* Written request
Retype every line of the listing below with no changes.
*** Material shown ***
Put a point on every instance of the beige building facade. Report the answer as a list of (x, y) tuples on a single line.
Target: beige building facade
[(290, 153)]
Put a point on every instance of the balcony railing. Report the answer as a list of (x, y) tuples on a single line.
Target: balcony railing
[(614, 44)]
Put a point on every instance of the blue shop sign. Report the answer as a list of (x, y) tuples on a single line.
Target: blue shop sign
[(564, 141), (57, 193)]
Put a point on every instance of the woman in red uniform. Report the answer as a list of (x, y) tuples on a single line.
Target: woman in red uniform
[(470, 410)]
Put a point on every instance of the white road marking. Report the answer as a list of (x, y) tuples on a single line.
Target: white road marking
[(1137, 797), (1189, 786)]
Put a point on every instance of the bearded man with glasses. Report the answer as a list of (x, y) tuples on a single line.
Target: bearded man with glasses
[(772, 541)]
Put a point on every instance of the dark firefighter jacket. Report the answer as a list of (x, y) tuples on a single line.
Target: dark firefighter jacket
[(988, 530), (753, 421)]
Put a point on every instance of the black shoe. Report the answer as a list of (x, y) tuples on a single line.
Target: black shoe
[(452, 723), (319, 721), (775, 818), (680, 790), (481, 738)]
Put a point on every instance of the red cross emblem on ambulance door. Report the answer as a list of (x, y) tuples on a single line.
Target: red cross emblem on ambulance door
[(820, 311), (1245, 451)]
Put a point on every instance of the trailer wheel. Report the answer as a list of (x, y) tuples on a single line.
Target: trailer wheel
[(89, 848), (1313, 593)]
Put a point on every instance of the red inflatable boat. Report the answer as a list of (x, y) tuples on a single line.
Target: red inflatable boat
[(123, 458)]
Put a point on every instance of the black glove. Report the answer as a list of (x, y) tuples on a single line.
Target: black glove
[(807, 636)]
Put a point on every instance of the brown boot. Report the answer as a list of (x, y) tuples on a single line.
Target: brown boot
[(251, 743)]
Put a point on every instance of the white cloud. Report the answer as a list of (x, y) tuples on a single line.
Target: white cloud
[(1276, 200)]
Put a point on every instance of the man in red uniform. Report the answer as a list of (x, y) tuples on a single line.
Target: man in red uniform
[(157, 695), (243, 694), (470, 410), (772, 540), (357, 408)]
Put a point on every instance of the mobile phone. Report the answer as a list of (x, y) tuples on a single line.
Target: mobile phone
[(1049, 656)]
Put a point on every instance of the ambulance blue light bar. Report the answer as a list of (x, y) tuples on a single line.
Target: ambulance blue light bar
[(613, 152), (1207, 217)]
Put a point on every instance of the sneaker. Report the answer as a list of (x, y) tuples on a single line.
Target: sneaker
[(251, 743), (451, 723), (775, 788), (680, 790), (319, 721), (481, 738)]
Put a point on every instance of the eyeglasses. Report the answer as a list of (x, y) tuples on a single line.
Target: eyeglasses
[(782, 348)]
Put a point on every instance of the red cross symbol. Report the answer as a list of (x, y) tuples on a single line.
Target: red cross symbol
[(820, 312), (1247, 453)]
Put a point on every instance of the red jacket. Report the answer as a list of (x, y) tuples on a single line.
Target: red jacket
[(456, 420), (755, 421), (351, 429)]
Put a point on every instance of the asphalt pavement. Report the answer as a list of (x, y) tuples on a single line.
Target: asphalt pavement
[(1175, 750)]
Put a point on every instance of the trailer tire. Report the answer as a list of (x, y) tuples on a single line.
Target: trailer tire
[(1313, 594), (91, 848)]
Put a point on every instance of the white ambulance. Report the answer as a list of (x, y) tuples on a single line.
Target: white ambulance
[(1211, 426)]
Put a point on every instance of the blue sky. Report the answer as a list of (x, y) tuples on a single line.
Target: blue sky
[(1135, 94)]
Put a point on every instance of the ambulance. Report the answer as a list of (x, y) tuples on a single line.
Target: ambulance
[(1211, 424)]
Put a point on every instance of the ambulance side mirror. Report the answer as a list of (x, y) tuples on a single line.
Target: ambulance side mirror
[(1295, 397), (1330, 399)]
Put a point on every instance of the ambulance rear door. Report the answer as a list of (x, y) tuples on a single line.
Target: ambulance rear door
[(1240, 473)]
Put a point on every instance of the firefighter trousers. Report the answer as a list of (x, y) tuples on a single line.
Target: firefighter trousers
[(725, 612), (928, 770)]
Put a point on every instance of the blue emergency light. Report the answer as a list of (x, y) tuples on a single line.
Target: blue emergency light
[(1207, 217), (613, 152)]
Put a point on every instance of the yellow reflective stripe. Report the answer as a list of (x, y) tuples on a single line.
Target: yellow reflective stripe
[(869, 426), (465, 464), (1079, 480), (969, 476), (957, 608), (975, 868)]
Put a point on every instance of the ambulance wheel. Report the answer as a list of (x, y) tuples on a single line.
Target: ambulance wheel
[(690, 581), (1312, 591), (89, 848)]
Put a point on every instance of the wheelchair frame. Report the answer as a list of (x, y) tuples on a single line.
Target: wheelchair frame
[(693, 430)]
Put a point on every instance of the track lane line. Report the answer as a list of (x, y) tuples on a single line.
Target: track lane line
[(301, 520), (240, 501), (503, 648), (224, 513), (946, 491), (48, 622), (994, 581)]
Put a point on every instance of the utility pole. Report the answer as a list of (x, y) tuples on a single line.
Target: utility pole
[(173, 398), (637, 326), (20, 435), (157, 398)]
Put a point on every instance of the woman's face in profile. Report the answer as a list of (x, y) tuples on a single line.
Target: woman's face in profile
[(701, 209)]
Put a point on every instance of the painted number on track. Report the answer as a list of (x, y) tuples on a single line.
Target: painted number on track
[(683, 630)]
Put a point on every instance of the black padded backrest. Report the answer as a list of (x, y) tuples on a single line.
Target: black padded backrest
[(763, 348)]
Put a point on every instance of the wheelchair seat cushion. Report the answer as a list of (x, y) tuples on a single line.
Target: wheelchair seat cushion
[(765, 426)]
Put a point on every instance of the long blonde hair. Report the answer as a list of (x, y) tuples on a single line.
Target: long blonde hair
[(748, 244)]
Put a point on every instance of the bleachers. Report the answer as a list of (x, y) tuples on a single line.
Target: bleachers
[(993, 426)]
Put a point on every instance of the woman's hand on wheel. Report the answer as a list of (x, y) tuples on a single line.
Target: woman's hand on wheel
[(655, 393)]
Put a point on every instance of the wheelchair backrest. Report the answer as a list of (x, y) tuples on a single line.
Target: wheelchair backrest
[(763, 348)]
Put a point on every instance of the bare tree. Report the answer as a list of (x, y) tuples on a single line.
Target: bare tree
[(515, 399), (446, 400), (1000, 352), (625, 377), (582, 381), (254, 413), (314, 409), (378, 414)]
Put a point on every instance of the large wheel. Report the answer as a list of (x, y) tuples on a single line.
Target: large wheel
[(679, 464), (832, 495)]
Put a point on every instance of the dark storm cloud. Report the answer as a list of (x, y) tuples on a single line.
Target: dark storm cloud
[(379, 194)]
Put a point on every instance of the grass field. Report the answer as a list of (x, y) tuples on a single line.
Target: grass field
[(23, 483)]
***
* Full answer
Put a point on every instance of the beige building facade. Report the answer as a list of (x, y) tuples on a single line.
Target: beige building facade
[(290, 153)]
Put a point on every instance of the balcony railing. Report the answer as a list of (x, y) tuples on a single line.
Target: balcony railing
[(614, 44)]
Put a point on every instance of the blue shop sign. Report the answer as a list of (x, y) tuples on a single line.
Target: blue shop sign
[(564, 141), (57, 193)]
Put a point on every instance of the woman in red uniform. Report the answer as a list of (x, y) tuples on a single line.
Target: woman in red uniform
[(470, 410)]
Put a point on every instance of the white road marking. Report the answer as a list of (x, y) tuples on a single line.
Target: white road marking
[(1137, 797), (1189, 786)]
Put a point on every instance of the bearded man with glasses. Report the answer as a list of (x, y) tuples on a single line.
Target: bearded man with glasses
[(772, 541)]
Put a point on every instance of the dark firefighter jacket. Report the answer as a list of (x, y) tuples on a single line.
Target: dark firefighter jacket
[(988, 530), (753, 421)]
Put a point on every instance of the black shoe. Report the answer as a list of (x, y) tuples on a single line.
Target: black shoe
[(452, 723), (319, 721), (775, 818), (680, 790), (481, 738)]
Put a point on every instance of the red cross emblem on ambulance door. Report the answer as a list of (x, y) tuples on a single line.
Target: red cross emblem on ambulance door
[(820, 311), (1245, 451)]
Put a point on every instance of the trailer wheel. Report the answer as a list of (x, y) tuples on a single line.
Target: trailer wheel
[(89, 848), (1313, 593)]
Put a point on every instance of the red inflatable boat. Report the answer as a list of (x, y) tuples on a single line.
Target: red inflatable boat
[(123, 458)]
Put a point on every instance of the black glove. Report the answer as a list of (x, y) tuples on a single line.
Target: black glove
[(807, 636)]
Put a point on every instance of the brown boot. Report the answer as a list of (x, y) tuples on a single line.
Target: brown boot
[(251, 743)]
Put a point on every instance of the white cloud. Report the answer as a list of (x, y) tuples on a single line.
Target: white cloud
[(1276, 200)]
Put a point on every instance of the man in red uniform. Report the answer as a list of (x, y) tuples on a single line.
Target: man in red uniform
[(157, 695), (243, 694), (470, 410), (772, 540), (357, 408)]
Put a point on every instance of the mobile phone. Report the answer as a list of (x, y) tuples on a single line.
Target: mobile phone
[(1049, 656)]
Put a point on every instance of the ambulance blue light bar. Report the answer as a list of (x, y) tuples on a single line.
Target: ambulance blue light bar
[(613, 152), (1207, 217)]
Put a point on every instance of the sneaker. Report the answer as a list of (x, y) tuples on a single line.
Target: sneaker
[(251, 743), (451, 723), (775, 788), (680, 790), (319, 721), (481, 738)]
Put a point on every instance of the eyeglasses. Report the answer as a list of (x, y) tuples on a single line.
Target: eyeglasses
[(782, 348)]
Put a point on every instance of the red cross symbol. Report the answer as a list of (x, y) tuples on a single line.
Target: red cross symbol
[(820, 312), (1247, 453)]
Put a point on every instance of the red jacket. Report the answer as a list of (x, y) tuples on a single line.
Target: red jacket
[(456, 420), (755, 421), (351, 429)]
Put a point on every instance of the asphalt pavement. Report the answer as a list of (x, y) tuples on a single line.
Target: asphalt pavement
[(1175, 750)]
Put a point on every instance of the trailer tire. Report the answer as a list of (x, y) tuples on a single line.
Target: trailer tire
[(1313, 594), (91, 848)]
Put a point on every instance of the white ambulance. Report the answer as a list of (x, y) tuples on a single line.
Target: white ambulance
[(1211, 426)]
Put a point on every instance of the blue sky. Report the answer as a list of (x, y) tuples on a single line.
Target: blue sky
[(1135, 94)]
Put a point on every instance of the ambulance. Report the answer as a list of (x, y) tuples on a single line.
Target: ambulance
[(1211, 424)]
Put a point on every instance of the ambulance side mirror. Report the answer as a list of (x, y) tuples on a single line.
Target: ambulance side mirror
[(1295, 397), (1330, 399)]
Put a point on every instance of the ambulance rear door. Report the answer as a list of (x, y) tuples on a single line.
Target: ambulance rear door
[(1240, 473)]
Put a point on every instance of the firefighter trousers. Report the answer as a list of (x, y) tuples on a single line.
Target: firefighter trousers
[(725, 612), (928, 770)]
Put a point on every instance of the blue emergency light. Report the answer as a list of (x, y) tuples on a single line.
Target: blue emergency light
[(1207, 217), (613, 152)]
Put a point on every instance of the yellow reflective stripe. Report the answer as a list of (x, y) tuples on a single line.
Target: yellow reflective stripe
[(869, 426), (465, 464), (1079, 480), (969, 476), (957, 608), (975, 868)]
Put a point on every instance of the ambulance wheel. Report the answer as a list of (x, y) tuples on a single line.
Target: ambulance wheel
[(690, 581), (1312, 591), (89, 848)]
Put a point on every instance of the wheelchair frame. Report the answer as a list of (x, y) tuples on a single line.
Target: wheelchair frame
[(693, 430)]
Put a point on every instance of the track lane line. Report the answer as a list of (x, y) tuples on a single line.
Target: track lane line
[(301, 520), (240, 501), (503, 648), (224, 513), (946, 491), (48, 622), (994, 581)]
Put a point on every instance of the utility pole. Report the answer as a list of (x, y) tuples on a single line.
Target: utility pole
[(173, 398), (637, 326), (20, 435), (157, 398)]
Put a point on every instance of the woman's face in profile. Report the answer as a list of (x, y) tuples on a single line.
Target: woman's face in profile
[(701, 209)]
Put a point on every instance of the painted number on track. Report the answer as a list of (x, y) tuples on a single line.
Target: painted number on track
[(683, 630)]
Put a point on every instance of the black padded backrest. Report the answer as a list of (x, y) tuples on a single line.
Target: black padded backrest
[(763, 348)]
Put a point on every instance of the wheelchair seat cushion. Report the answer as a list of (x, y) tuples on a single line.
Target: wheelchair seat cushion
[(765, 426)]
Put a point on every instance of the long blonde hair. Report the answer as a list of (x, y) tuples on a single line.
Target: long blonde hair
[(748, 244)]
Put a point on every instance of the bleachers. Report the answer as a list of (x, y) tuples on a single line.
Target: bleachers
[(993, 426)]
Put a point on every instance of the woman's hand on wheel. Report the answer as a list of (x, y) tuples on a single line.
Target: woman's hand on wheel
[(655, 393)]
Put a point on every instance of the wheelchair backrest. Report the answer as a list of (x, y) tuples on a single line.
Target: wheelchair backrest
[(763, 348)]
Put a point on every instance of the bare tree. Report the answer as a list of (x, y) tuples on a single line.
Target: bare tree
[(515, 399), (446, 400), (1000, 352), (625, 377), (582, 381), (254, 413), (314, 409), (378, 414)]
Put a point on every instance of the large wheel. Report the answer as a list of (x, y) tuples on a single line.
Target: large wheel
[(679, 464), (832, 495)]
Put a point on every instance of the dark storm cloud. Report the answer as a list of (x, y) tuples on a single line.
Target: dark storm cloud
[(379, 194)]
Put a point on every instance of the grass field. Report the answer as a list of (x, y) tuples on a single line.
Target: grass field
[(23, 483)]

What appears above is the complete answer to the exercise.